That the gym was packed wasn't a surprise, but it was new, like nothing we'd experienced before. I played on a JV team that wasn't bad as I remember, played for a coach we all loved, in part, I think, because he had a tough job being really serious. At any moment, he could break out a huge smile so whatever firmness he'd been able to create would simply vanish. He was a sweet man, a good man, a history teacher who, in class, was just as capable of giggling at times we didn't expect it. One of the requirements for good teaching--especially in high school--is that the students know only that they don't know exactly what you're going to do next minute.
When I think about that night now, that huge crowd, I'm guessing he was as on edge as any of us. Never before that season had we gone through opening ritual layups being observed by an entire gym full-up with fans. The cheerleaders were out before the game had even begun. This one was the big one--arch-rivals, Cedar Grove, a team with the only roster we'd face all year long that held as many Dutch-American names as ours did. Just down the road. The student-scorer behind the official's bench was my first cousin. Familiarity breeds contempt when it comes to high school rivalries.
I don't know who won that game. I don't believe I even played much. It would be interesting to see some aged score book, but I'm guessing that Coach Modahl wouldn't have put me in, even though I was a starter.
Yesterday, I opened up an old folder I've had along for the ride for years. I started sifting through papers--mostly English assignments--that had me shaking my head. "Alfred Prufrock," one of them said, old ditto sheets, print barely visible. I remember reading T. S. Eliot in college, then again in grad school, finding him really tough-going. I had absolutely no idea that I'd ever had to read him before, that I did actually, in high school, that I even took a semester test that aimed at evaluating my understanding of "The Love Song of. . ." Honestly, I drew a blank.

· · ·

Written request 1: In the text provided, what subject did the coach teach?

· · ·

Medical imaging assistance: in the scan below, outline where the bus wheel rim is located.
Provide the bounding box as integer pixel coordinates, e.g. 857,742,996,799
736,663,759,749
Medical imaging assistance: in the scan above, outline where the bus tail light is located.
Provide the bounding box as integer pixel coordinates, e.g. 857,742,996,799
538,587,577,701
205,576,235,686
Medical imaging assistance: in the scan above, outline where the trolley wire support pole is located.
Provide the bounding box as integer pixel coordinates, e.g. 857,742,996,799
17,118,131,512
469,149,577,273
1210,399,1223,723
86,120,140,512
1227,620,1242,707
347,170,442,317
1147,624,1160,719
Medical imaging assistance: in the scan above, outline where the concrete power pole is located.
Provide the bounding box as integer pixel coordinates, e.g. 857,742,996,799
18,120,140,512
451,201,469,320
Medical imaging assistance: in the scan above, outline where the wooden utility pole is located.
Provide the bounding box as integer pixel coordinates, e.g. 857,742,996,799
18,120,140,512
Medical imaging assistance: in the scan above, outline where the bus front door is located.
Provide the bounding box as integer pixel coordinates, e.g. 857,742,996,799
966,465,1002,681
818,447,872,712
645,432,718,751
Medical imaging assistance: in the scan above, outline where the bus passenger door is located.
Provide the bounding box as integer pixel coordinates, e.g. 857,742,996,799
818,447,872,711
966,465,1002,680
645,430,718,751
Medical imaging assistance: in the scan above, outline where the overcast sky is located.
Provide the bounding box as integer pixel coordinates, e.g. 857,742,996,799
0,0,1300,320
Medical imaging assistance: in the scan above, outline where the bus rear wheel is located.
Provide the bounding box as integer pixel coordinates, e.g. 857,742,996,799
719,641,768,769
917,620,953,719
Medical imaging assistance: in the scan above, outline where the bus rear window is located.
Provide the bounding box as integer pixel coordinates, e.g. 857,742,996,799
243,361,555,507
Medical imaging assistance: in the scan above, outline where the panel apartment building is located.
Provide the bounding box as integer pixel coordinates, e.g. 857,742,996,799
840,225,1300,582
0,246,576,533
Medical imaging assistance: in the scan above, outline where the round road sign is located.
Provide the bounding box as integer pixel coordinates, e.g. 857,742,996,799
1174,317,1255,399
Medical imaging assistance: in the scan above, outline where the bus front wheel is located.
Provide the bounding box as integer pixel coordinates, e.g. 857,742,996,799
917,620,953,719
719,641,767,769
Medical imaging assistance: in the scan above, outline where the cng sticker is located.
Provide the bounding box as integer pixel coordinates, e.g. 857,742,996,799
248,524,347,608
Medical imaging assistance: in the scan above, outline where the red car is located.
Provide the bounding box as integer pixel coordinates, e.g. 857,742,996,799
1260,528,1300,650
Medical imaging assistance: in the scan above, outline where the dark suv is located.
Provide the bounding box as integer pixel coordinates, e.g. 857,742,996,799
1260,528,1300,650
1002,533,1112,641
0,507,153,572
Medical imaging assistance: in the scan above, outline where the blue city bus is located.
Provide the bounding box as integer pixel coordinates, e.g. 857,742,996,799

· · ·

Written request 2: Identify every line of the entries above that contains the word "door", and copy each of those lines. Treat the match as case-sensitive.

Expected output 1: History.

Expected output 2:
Medical imaging assistance: in the scan above, outline where the bus front door is located.
Medical imaging assistance: in the scan above, outline where the bus passenger door is located.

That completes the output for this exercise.